§ WHAT IS ASKED: Copy every line of the data below word for word, changing nothing.

§ INFORMATION SUPPLIED:
————

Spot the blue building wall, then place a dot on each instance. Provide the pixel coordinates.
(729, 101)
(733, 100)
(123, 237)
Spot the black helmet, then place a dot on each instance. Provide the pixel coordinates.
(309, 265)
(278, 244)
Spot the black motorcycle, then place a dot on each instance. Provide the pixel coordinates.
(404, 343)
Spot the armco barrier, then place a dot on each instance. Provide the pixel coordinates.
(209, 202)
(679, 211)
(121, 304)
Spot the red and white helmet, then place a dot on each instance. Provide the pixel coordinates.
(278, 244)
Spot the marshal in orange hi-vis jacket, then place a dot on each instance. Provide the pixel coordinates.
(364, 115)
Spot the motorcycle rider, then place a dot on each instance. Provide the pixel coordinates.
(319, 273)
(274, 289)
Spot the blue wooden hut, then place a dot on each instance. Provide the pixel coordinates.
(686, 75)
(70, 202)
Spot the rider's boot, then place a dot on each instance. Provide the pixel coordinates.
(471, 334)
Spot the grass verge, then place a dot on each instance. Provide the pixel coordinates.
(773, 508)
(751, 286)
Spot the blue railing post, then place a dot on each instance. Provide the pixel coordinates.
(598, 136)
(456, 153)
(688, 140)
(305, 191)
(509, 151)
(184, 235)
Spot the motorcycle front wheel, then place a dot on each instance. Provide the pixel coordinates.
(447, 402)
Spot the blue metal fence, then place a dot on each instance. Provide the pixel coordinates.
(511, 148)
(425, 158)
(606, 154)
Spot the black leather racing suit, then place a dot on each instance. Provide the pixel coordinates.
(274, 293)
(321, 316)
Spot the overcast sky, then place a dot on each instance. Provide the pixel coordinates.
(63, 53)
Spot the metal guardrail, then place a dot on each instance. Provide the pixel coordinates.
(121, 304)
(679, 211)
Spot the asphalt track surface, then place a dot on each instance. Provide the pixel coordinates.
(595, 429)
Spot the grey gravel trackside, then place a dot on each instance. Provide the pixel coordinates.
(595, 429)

————

§ RESPONSE:
Spot the blue building wall, then place a dot on each instance. Provide the pixel coordinates.
(729, 101)
(733, 100)
(123, 237)
Spot the black helmet, then place a dot on each instance. Provide the pixel coordinates.
(309, 265)
(278, 244)
Spot the black motorcycle, then place a dot on each instance. Provide the pixel coordinates.
(404, 343)
Spot the armco barrier, then place a dot on each instance. Provide the pixel coordinates.
(209, 202)
(679, 211)
(121, 304)
Spot the red and white helmet, then place a dot on each instance. Provide the pixel coordinates.
(278, 244)
Spot the marshal in orange hi-vis jacket, then place a dot on each instance. Provide the pixel coordinates.
(364, 115)
Spot the motorcycle rider, then place a dot on each instance. Provide the pixel coordinates.
(319, 273)
(274, 289)
Spot the blue wooden hut, then place a dot on each instance. Provide the pixel coordinates.
(686, 75)
(70, 202)
Spot the rider's boot, then place a dot on each instance. Provide the pixel coordinates.
(471, 334)
Spot the grass verge, then place a dot on each instance. Provide the pixel coordinates.
(773, 508)
(751, 286)
Spot the blue railing post, then place a dot on each instance. Provide the pixel coordinates.
(598, 136)
(456, 153)
(688, 140)
(305, 191)
(509, 151)
(184, 235)
Spot the motorcycle front wheel, then place a dot on each instance. Provide the pixel coordinates.
(447, 402)
Spot the blue metal fence, then place a dot on each instance. Provide the pixel coordinates.
(511, 148)
(425, 158)
(606, 154)
Spot the black leather racing suit, then place a dot on each instance. Provide the pixel coordinates.
(274, 293)
(321, 316)
Spot the overcast sky, then place a dot on each instance. Provide the pixel coordinates.
(63, 53)
Spot the metal guardrail, then place a dot on each instance. Provide the pixel coordinates.
(121, 304)
(679, 211)
Spot the asphalt track surface, then place a dot on each instance. Provide the pixel coordinates.
(595, 429)
Spot the grey gravel trackside, then place a dot on each instance. Provide the pixel coordinates.
(595, 429)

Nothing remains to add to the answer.